* PROBLEM TO WORK ON: Below is a listing. Write out exactly its lines between the one holding "white petal shown above." and the one holding "Kindly mark the innermost point of each instance of the foliage", inclusive.

= Beginning of Section =

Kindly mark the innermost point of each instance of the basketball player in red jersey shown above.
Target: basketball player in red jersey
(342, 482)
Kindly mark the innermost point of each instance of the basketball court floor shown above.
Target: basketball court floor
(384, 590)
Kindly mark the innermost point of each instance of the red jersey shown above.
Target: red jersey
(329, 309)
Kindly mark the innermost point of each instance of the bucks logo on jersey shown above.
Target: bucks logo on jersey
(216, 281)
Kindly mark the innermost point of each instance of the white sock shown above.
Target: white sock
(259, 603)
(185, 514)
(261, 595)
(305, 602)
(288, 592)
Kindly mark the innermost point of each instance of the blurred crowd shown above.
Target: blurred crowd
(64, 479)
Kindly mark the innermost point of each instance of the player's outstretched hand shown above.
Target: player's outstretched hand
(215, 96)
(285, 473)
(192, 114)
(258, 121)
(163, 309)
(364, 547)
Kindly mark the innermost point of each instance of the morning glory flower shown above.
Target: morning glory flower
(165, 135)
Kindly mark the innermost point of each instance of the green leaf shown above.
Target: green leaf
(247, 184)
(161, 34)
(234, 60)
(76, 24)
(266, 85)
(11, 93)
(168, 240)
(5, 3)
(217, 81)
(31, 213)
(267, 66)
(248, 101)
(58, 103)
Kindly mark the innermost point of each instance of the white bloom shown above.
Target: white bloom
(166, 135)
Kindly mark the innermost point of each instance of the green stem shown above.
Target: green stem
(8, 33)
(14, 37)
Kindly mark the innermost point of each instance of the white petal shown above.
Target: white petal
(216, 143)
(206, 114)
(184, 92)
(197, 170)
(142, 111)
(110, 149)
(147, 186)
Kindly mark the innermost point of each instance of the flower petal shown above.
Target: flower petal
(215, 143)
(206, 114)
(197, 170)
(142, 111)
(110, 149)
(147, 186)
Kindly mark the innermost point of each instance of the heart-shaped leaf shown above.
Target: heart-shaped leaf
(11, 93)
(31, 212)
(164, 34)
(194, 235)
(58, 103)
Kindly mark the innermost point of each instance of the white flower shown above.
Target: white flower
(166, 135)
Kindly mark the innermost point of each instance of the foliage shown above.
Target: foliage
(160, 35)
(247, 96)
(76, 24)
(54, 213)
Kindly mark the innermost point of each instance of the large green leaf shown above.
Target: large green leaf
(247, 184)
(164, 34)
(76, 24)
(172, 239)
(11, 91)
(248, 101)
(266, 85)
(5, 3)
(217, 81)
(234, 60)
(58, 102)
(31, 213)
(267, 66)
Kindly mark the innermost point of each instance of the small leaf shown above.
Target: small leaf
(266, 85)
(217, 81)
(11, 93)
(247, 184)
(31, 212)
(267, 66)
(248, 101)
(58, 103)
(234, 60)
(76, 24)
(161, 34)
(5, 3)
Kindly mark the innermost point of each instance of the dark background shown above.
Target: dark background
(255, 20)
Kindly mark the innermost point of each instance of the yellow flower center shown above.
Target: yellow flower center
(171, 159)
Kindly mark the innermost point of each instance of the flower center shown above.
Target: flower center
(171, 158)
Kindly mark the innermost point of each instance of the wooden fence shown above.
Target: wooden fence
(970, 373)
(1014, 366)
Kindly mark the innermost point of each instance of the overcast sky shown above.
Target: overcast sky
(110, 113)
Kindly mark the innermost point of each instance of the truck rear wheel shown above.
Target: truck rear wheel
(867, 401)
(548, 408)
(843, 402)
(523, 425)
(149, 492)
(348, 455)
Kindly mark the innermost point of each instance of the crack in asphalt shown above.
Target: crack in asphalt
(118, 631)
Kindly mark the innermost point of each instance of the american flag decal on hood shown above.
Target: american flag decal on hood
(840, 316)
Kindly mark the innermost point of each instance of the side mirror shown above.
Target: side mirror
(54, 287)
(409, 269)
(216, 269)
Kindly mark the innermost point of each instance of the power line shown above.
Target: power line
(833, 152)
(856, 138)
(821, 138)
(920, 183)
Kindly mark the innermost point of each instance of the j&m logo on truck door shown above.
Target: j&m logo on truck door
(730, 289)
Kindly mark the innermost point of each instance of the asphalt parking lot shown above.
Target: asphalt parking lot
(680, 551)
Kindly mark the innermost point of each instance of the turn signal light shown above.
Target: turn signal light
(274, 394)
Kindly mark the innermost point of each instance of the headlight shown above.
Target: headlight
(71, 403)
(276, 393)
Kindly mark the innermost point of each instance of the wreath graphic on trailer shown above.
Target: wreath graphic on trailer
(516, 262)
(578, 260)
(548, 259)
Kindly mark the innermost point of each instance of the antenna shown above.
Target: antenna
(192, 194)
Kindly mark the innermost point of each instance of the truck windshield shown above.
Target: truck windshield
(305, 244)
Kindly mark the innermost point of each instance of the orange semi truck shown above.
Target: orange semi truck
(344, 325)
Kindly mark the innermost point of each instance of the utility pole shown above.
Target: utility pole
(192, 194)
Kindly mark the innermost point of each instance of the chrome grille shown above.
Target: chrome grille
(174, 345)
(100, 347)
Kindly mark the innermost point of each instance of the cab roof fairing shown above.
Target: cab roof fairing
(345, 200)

= End of Section =

* RESPONSE TO THE EXERCISE:
Kindly mark the innermost point of each instance of the white petal shown above.
Target: white petal
(216, 143)
(206, 114)
(184, 92)
(197, 170)
(142, 111)
(110, 149)
(147, 186)
Kindly mark the innermost point of each instance of the flower petal shown above.
Target: flower petal
(215, 143)
(206, 114)
(197, 170)
(142, 111)
(110, 149)
(147, 186)
Kindly mark the innermost point of each instance of the heart-shaped leaf shown above.
Target: heart-shaped leaf
(11, 93)
(31, 212)
(164, 34)
(194, 235)
(58, 103)
Kindly mark the innermost point of each instance of the white flower shown above.
Target: white flower
(166, 135)
Kindly mark the innermost point of each instance of the foliage shown above.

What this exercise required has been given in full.